| WRITTEN REQUEST |
Output all of the data below exactly as given.

| GIVEN RECORDS |
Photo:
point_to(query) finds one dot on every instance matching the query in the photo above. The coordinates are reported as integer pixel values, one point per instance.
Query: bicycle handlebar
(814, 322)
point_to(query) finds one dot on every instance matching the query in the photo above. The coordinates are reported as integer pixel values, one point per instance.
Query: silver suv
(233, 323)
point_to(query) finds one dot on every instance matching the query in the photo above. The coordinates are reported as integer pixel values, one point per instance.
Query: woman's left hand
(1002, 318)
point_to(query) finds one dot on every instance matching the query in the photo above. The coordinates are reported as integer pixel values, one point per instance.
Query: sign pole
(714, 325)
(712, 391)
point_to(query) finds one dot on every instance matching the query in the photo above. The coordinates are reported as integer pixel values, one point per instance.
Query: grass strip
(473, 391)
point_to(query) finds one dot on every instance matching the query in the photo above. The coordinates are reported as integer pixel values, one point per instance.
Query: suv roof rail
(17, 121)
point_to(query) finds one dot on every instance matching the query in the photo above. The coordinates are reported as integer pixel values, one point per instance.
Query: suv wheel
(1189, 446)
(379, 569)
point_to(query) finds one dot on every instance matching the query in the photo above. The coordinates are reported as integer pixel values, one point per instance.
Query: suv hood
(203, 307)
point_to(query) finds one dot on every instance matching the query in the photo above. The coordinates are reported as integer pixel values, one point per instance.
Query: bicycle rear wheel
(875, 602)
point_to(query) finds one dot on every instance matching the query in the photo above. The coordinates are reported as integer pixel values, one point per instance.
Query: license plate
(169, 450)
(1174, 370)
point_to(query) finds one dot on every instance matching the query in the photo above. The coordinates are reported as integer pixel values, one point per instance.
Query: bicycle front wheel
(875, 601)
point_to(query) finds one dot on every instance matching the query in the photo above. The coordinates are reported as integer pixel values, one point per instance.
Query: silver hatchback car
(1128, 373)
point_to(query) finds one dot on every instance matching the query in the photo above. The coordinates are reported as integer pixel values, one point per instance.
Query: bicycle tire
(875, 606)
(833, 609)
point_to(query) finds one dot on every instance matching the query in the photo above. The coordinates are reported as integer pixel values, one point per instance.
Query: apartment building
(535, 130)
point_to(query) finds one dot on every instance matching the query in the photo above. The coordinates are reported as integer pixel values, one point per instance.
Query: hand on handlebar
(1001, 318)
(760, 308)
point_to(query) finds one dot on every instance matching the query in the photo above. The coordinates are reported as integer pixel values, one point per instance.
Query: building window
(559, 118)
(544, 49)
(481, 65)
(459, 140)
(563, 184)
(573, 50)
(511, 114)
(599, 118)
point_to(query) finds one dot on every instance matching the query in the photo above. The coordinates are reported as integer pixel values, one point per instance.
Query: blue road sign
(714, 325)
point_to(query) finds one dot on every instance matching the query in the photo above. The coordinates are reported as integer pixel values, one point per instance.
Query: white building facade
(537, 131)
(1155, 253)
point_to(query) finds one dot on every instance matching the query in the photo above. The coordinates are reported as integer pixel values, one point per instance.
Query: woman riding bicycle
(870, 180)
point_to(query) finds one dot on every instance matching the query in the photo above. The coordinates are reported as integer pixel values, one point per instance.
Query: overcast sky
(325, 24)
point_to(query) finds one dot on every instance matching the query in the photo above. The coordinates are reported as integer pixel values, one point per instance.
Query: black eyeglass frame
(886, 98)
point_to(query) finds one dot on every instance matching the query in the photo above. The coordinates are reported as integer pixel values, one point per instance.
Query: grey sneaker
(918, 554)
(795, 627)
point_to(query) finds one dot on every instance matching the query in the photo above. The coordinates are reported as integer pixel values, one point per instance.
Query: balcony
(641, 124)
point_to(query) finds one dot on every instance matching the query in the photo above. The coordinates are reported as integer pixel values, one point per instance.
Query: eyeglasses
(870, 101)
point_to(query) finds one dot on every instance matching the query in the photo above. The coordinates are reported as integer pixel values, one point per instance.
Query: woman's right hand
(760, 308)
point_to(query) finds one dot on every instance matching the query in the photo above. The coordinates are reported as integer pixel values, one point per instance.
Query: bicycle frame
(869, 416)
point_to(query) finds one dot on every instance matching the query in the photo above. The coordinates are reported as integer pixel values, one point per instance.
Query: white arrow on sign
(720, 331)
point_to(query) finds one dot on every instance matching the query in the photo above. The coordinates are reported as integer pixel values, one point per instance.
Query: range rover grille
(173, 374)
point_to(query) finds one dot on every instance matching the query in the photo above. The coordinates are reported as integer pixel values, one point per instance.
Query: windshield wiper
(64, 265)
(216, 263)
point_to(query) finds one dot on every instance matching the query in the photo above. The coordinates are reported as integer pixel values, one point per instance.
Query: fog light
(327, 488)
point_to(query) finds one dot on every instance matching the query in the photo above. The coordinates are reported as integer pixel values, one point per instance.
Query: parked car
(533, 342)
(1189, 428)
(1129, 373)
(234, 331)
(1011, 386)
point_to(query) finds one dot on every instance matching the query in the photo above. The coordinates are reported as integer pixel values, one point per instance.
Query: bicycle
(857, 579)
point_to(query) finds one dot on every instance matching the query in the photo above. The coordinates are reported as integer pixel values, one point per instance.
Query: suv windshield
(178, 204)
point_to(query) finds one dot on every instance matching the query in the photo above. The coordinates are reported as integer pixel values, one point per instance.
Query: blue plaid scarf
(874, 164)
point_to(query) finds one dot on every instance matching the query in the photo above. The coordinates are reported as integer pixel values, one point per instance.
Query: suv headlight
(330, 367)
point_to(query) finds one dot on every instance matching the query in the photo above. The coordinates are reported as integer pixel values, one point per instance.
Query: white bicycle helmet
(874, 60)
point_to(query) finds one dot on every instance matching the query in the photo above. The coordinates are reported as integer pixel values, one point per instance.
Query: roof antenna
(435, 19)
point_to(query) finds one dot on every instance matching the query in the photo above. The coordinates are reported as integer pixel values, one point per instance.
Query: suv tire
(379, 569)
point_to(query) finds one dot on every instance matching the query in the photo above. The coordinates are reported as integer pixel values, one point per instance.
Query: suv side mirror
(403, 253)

| SOLUTION TO THE EXERCISE |
Photo:
point_to(query) finds one dot on every instance matching the query in the photo above. The coordinates are reported as integer pixel values, one point per instance.
Query: bicycle handlebar
(814, 322)
point_to(query) finds one dot on every instance matching the query in the photo above. The coordinates are reported as integer pixel values, one point per instance.
Query: silver suv
(233, 323)
point_to(query) finds one dot on every instance matching the query in the photo above. The coordinates are reported as integer pixel values, one point per instance.
Query: woman's left hand
(1002, 318)
point_to(query) finds one dot on every instance matching the query in the photo above. The coordinates are reported as integer pixel values, one point per instance.
Query: sign pole
(714, 325)
(712, 391)
point_to(query) finds one dot on every instance matching the query in the photo above. The coordinates are reported as integer pixel values, one point per instance.
Query: grass strip
(473, 391)
point_to(query) finds one dot on every instance matching the query in the photo above. The coordinates are reported as integer pixel values, one point per instance.
Query: suv roof rail
(17, 121)
point_to(query) finds one dot on every instance matching the query in the photo above. The coordinates are reported as integer pixel values, one point per instance.
Query: suv wheel
(1189, 446)
(379, 569)
point_to(query) finds one dot on every instance matching the query in the photo above. The coordinates are reported as integer pixel values, one point per instance.
Query: suv hood
(203, 307)
point_to(query) finds one dot on every instance matching the query in the photo above. The coordinates are reported as integer pixel values, one point per instance.
Query: bicycle rear wheel
(875, 602)
point_to(query) finds one dot on every instance matching the query in the photo above. The coordinates are reported as integer pixel values, one point per instance.
Query: license plate
(169, 450)
(1174, 370)
point_to(query) finds one dot on every instance matching the query in the photo above. The coordinates are reported as integer pixel values, one point per instance.
Query: bicycle front wheel
(875, 601)
point_to(query) finds one dot on every instance matching the query in the photo above. The coordinates are reported as integer pixel values, one point per instance.
Query: silver hatchback car
(1128, 373)
point_to(query) finds one dot on every instance matching the query in the photo above. The coordinates are reported as integer pixel values, one point per instance.
Query: bicycle tire
(875, 606)
(833, 609)
point_to(query) finds one dot on every instance matching the query in the photo above. The coordinates are reported as integer pixel values, one point per instance.
Query: apartment building
(535, 130)
point_to(query) finds one dot on every instance matching the query in the photo above. The coordinates are reported as integer pixel values, one point per instance.
Query: hand on handlebar
(1001, 318)
(760, 308)
point_to(query) finds one dot on every instance matching the query in the photo above. The coordinates are reported as integer pixel values, one point per instance.
Query: building window
(559, 118)
(544, 49)
(481, 65)
(459, 140)
(563, 184)
(573, 50)
(511, 114)
(599, 118)
point_to(query) finds one dot on every instance matching the query in the photo above. The coordinates are reported as integer pixel values, one point per instance.
Query: blue road sign
(714, 325)
point_to(query) finds one dot on every instance matching the query in the photo above. The coordinates are reported as integer pixel values, one point per instance.
Query: white building facade
(537, 131)
(1155, 253)
point_to(query) finds one dot on every instance matching the query in the photo above. The coordinates are reported as integer pixel values, one point per instance.
Query: woman riding bicycle
(870, 180)
point_to(query) finds one dot on every instance matching the query in the photo above. The coordinates are reported as integer pixel values, one point per instance.
Query: overcast sky
(325, 24)
point_to(query) finds one dot on every instance matching the query in the photo above. The coordinates are reported as integer pixel values, one point per instance.
Query: black eyeglass frame
(886, 98)
point_to(query) finds one dot on every instance matching the query in the photo above. The coordinates are reported as integer pixel values, one point per instance.
Query: grey sneaker
(918, 554)
(795, 627)
point_to(query) finds one dot on every instance matching the query in the photo above. The coordinates are reported as integer pixel values, one point per instance.
Query: balcony
(641, 124)
point_to(query) finds one dot on every instance matching the query in the photo above. The coordinates are reported as integer pixel values, one point per instance.
Query: eyeglasses
(870, 101)
point_to(query) finds one dot on every instance matching the query in the photo above. The coordinates are reported as integer pixel values, one point per instance.
Query: woman's right hand
(760, 308)
point_to(query) finds one dot on every instance matching the query in the photo above. The coordinates are reported as integer pixel values, one point per instance.
Query: bicycle frame
(869, 416)
point_to(query) finds one dot on every instance matching the query in the photo above. The coordinates are reported as integer pixel values, one point per instance.
Query: white arrow on sign
(720, 331)
point_to(query) finds one dot on every instance matching the query in the photo above. The coordinates are reported as integer pixel values, one point per instance.
Query: range rover grille
(173, 374)
point_to(query) finds one dot on every instance matching the query in the photo above. The coordinates are reported as integer pixel values, one point per instance.
Query: windshield wiper
(64, 265)
(216, 263)
point_to(query) finds one dot on every instance matching the query in the photo above. The coordinates are reported as integer pixel values, one point per instance.
Query: fog light
(327, 488)
point_to(query) finds one dot on every instance matching the query in the photo above. The coordinates are reported as integer pixel values, one point per instance.
Query: parked car
(533, 342)
(1189, 428)
(1129, 373)
(234, 331)
(1011, 386)
point_to(query) finds one dot on every instance matching the query in the photo above. The coordinates are reported as integer pixel values, one point per instance.
Query: bicycle
(857, 579)
point_to(query) finds one dot on every instance matching the query in the photo above. The coordinates are reported as integer pixel values, one point per instance.
Query: suv windshield
(178, 204)
point_to(query) finds one dot on every instance matching the query in the photo above. The coordinates are reported as integer pixel values, one point per instance.
Query: blue plaid scarf
(874, 164)
point_to(query) finds one dot on every instance matching the query in the photo above. The coordinates are reported as integer pixel values, one point per instance.
Query: suv headlight
(330, 367)
point_to(query) finds one dot on every instance matching the query in the photo above. The coordinates are reported as integer pixel values, one point per instance.
Query: white bicycle helmet
(874, 60)
point_to(query) finds one dot on every instance matching the query in the photo above. The coordinates are reported as integer pixel values, one point per instance.
Query: roof antenna
(435, 19)
point_to(query) finds one dot on every instance matching the query in the photo above. The coordinates are reported as integer pixel values, one point per instance.
Query: suv tire
(379, 569)
point_to(query) finds one dot on every instance matching the query in the photo above. The coordinates are reported as integer pixel values, one point per instance.
Query: suv side mirror
(403, 253)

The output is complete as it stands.